* What you need to do *
**A)** Answer the following from the biographical text about Richie Shazam, one answer per line:
(i) For which designer did Shazam make her runway debut?
(ii) Which agency did she sign with in March 2021?
(iii) Which two organizations received the proceeds from her July 2020 collaboration with Ganni?
**B)** Carry on the biographical text about Richie Shazam, beginning after its final sentence.

** Extract provided follows **

Richie Shazam Khan, known artistically as Richie Shazam, is an American model, photographer, and writer.

Career

Modelling 
Shazam made her runaway debut for Vivienne Westwood. She has walked at New York Fashion Week and London Fashion Week, and has modelled for Gypsy Sport, Andreas Kronthaler, MISBHV, Fleur du Mal, and Rachel Comey.

She signed with IMG Models in March 2021.

Photography 
Shazam has shot for Interview and Thom Browne and has had her photography featured in Vogue.

In July 2020, she collaborated with Copenhagen-based fashion label Ganni to sell two of her photographs, Black Trans Lives Matter, NYC 2020 and Self Portrait, NYC 2019. All proceeds went to the Marsha P. Johnson Institute and For the Gworls. She has also sold portraits to support COVID relief in India and NYC.

** End of Extract provided **
** Provided data follows **

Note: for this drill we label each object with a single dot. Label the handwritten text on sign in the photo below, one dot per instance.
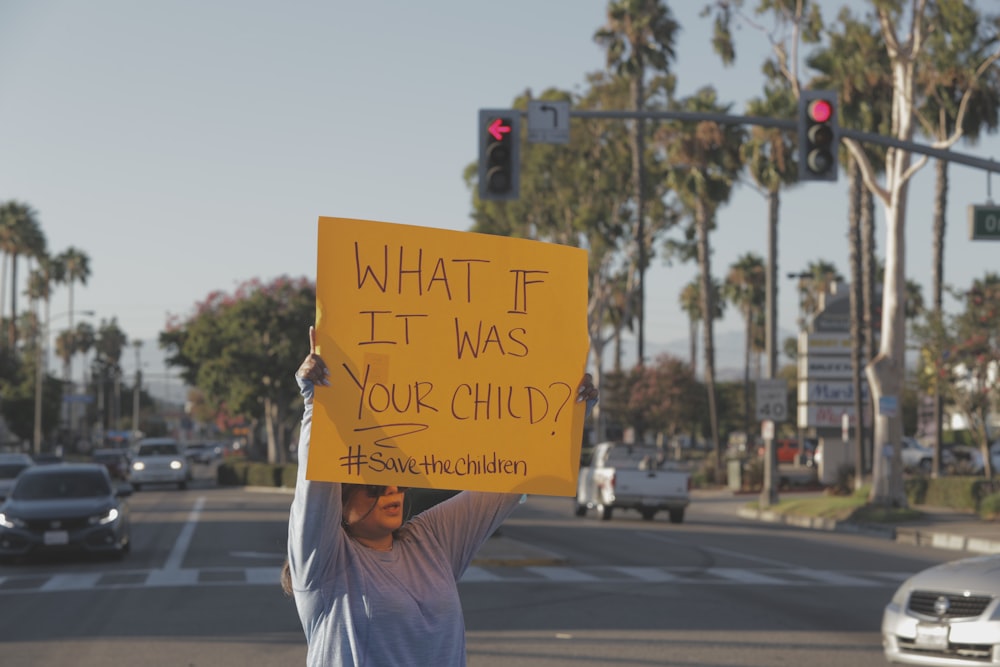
(454, 359)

** End of Provided data **

* Responses by item number *
**A)**
(i) Vivienne Westwood
(ii) IMG Models
(iii) The Marsha P. Johnson Institute and For the Gworls

**B)**
Television 
Shazam co-hosted Fuse docu-series Shine True alongside Lucas Silveira.

Personal life 
Shazam was born to Guyanese immigrants and raised in Queens, New York. She attended middle school and high school in Manhattan and Brooklyn, and was often bullied by her peers. Her mother died when she was in high school. Shazam majored in international relations at Trinity College and studied in South Africa and Argentina before going on to work at a number of galleries and museums.

She is non-binary and feminine-presenting. In 2021, she began a relationship with Ben Draghi.

References

External links 
 Official Instagram page

Living people
Year of birth missing (living people)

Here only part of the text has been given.